- _Исходный текст_:
И еще. Пометка об «английском заказе» позволяет уточнить, какой именно пистолет получил Блюмкин, — тогда это было суперсовременное и мощное оружие.

Наверняка многие знают — хотя бы по фильмам о Гражданской войне, — что основным личным оружием красных командиров, белых офицеров, чекистов, милиционеров, бандитов и т. д. был револьвер системы «наган». Он состоял на вооружении русской армии с 1895 года, затем на вооружении РККА и Советской армии — аж до конца Великой Отечественной войны (а милиционеры, инкассаторы, геологи им пользовались гораздо дольше).

Был еще не менее знаменитый и более мощный, чем «наган», «маузер С96» в деревянной кобуре. Широкого распространения в армии он не получил из-за большого веса и сложного устройства, но матросы, комиссары, командиры и чекисты любили носить это мощное и эффектное оружие. Таким и остался образ «классического чекиста» в кино и литературе — в кожаной куртке и с маузером на боку.

Но Блюмкин получил в ЧК не наган и не маузер.

- _Что сделать_:
1. Перепишите слово в слово из текста об оружии Блюмкина фрагмент, который открывается словами «Наверняка многие знают» и завершается словами «маузером на боку.».
2. Изложите текст об оружии Блюмкина в двух предложениях.
3. Продолжите текст об оружии Блюмкина с того места, на котором он заканчивается.

- _Фрагмент данных_:
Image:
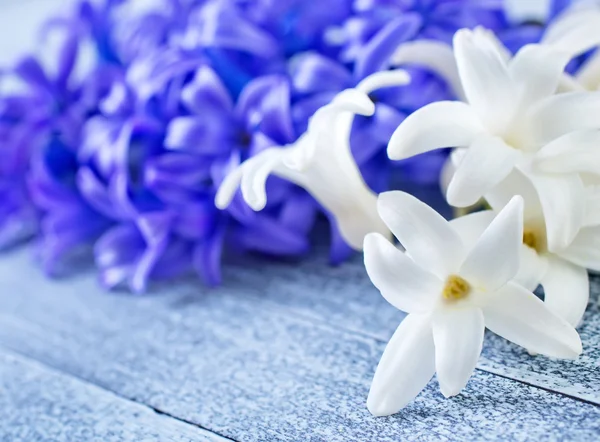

- _Ответы к заданиям_:
1.
Наверняка многие знают — хотя бы по фильмам о Гражданской войне, — что основным личным оружием красных командиров, белых офицеров, чекистов, милиционеров, бандитов и т. д. был револьвер системы «наган». Он состоял на вооружении русской армии с 1895 года, затем на вооружении РККА и Советской армии — аж до конца Великой Отечественной войны (а милиционеры, инкассаторы, геологи им пользовались гораздо дольше).

Был еще не менее знаменитый и более мощный, чем «наган», «маузер С96» в деревянной кобуре. Широкого распространения в армии он не получил из-за большого веса и сложного устройства, но матросы, комиссары, командиры и чекисты любили носить это мощное и эффектное оружие. Таким и остался образ «классического чекиста» в кино и литературе — в кожаной куртке и с маузером на боку.

2. Основным личным оружием красных командиров, белых офицеров, чекистов и многих других был револьвер «наган», стоявший на вооружении с 1895 года, а чекисты, комиссары и матросы любили еще и более мощный «маузер С96» в деревянной кобуре. Однако Блюмкин получил в ЧК не наган и не маузер: какой именно пистолет ему достался, позволяет уточнить пометка об «английском заказе», и тогда это было суперсовременное и мощное оружие.

3.
Удостоверение на право ношения оружия, выданное т. Блюмкину Я. в ЧК 1 июня 1918 года

В 1911 году на вооружение американской армии был принят самозарядный пистолет Кольта калибра 11,43 миллиметра. Тогда же им заинтересовалось и русское военное ведомство. Пять лет спустя, по просьбе русских союзников, британское правительство разместило в Америке заказ на 100 тысяч пистолетов. Летом 1916 года первые партии кольтов были отправлены в Россию через Великобританию. До Февральской революции Россия получила более сорока семи тысяч пистолетов. На рамке с левой стороны у этих пистолетов штамповалась надпись «Англ. заказъ». Правда, в России эти самозарядные пистолеты с привычными сегодня сменными обоймами в рукоятке (с «толстенькими», по выражению Валентина Катаева, патронами) тогда тоже именовались револьверами.

Именно такой вот кольт за номером 77093 и был выдан Блюмкину. Потом о нем тоже будут вспоминать как о «чекисте с маузером на боку», но начинал он свою карьеру в ЧК с американским пистолетом. Эффектное оружие — бой резче, чем у «нагана», калибр больше, скорострельность выше, да и к тому же производит куда более сильное впечатление, чем привычный револьвер. Для Блюмкина, всегда придававшего большое значение внешним эффектам, это было немаловажно.

* * *

Сведений о службе Блюмкина в ЧК до 6 июля 1918 года известно очень мало. Возможно, из-за одного весьма странного обстоятельства.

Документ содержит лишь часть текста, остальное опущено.